▸ REQUIRED TASK
Please copy word for word the lines of the records from the one containing "Exercise. Tag the mossy" up to and including the final line of the records.

# start of LISTED RECORDS

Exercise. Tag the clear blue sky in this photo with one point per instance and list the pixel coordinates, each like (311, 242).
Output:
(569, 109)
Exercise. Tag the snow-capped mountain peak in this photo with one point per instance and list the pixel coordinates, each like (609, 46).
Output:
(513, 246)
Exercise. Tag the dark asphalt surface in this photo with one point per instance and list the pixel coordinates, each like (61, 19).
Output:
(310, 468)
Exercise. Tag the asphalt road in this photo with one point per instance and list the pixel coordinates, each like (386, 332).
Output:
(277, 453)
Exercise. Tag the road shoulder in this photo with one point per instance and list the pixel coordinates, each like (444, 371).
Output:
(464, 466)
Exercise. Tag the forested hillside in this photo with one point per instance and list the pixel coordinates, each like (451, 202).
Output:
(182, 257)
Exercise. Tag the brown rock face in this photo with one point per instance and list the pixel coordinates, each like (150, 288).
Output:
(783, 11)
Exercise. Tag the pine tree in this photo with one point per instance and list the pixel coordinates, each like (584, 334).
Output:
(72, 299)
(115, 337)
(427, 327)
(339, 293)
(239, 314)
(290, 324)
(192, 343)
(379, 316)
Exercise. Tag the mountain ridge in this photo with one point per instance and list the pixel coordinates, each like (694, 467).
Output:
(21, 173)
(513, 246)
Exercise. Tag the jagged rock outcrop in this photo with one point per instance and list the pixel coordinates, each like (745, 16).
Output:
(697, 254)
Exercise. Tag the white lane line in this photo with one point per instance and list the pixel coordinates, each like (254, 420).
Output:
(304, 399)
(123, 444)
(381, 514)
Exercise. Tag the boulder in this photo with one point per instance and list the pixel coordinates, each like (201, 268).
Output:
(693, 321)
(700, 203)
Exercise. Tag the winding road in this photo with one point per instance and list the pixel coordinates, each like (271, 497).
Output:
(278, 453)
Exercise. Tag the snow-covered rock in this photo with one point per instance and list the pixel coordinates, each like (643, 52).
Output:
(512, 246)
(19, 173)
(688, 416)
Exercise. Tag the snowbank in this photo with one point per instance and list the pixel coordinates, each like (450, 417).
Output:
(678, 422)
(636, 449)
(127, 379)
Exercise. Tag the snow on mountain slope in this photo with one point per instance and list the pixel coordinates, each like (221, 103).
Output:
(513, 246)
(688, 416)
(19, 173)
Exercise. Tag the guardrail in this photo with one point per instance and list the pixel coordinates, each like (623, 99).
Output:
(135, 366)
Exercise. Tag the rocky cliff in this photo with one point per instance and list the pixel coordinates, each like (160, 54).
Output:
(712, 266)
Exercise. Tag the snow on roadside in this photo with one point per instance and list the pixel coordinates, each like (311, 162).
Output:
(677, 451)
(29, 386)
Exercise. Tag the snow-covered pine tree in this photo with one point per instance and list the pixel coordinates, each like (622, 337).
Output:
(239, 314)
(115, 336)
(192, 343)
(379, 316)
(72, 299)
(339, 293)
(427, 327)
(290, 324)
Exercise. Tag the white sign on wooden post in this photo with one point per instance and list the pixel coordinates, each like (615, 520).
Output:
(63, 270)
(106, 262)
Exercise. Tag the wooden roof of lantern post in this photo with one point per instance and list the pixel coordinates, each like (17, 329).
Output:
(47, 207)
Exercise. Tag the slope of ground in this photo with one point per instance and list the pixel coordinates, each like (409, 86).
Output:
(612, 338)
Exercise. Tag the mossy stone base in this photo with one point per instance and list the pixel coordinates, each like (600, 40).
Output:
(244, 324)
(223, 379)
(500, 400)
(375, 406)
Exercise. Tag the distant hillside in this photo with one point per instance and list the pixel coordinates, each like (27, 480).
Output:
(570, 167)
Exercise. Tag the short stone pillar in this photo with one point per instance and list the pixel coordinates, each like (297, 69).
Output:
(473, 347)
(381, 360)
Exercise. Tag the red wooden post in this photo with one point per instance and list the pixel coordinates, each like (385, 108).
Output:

# end of LISTED RECORDS

▸ FINAL ANSWER
Exercise. Tag the mossy stone base in this photo with one point per instance and list the pixel coordinates, each like (600, 40).
Output:
(244, 324)
(223, 379)
(500, 400)
(375, 406)
Exercise. Tag the distant hillside in this photo with one point per instance and list the pixel coordinates, each like (27, 480).
Output:
(570, 167)
Exercise. Tag the short stone pillar in this photo with one point per instance and list the pixel coordinates, each like (297, 69).
Output:
(473, 347)
(381, 360)
Exercise. Tag the red wooden post in this photo with one point per instance and list the pixel coordinates, each like (385, 108).
Output:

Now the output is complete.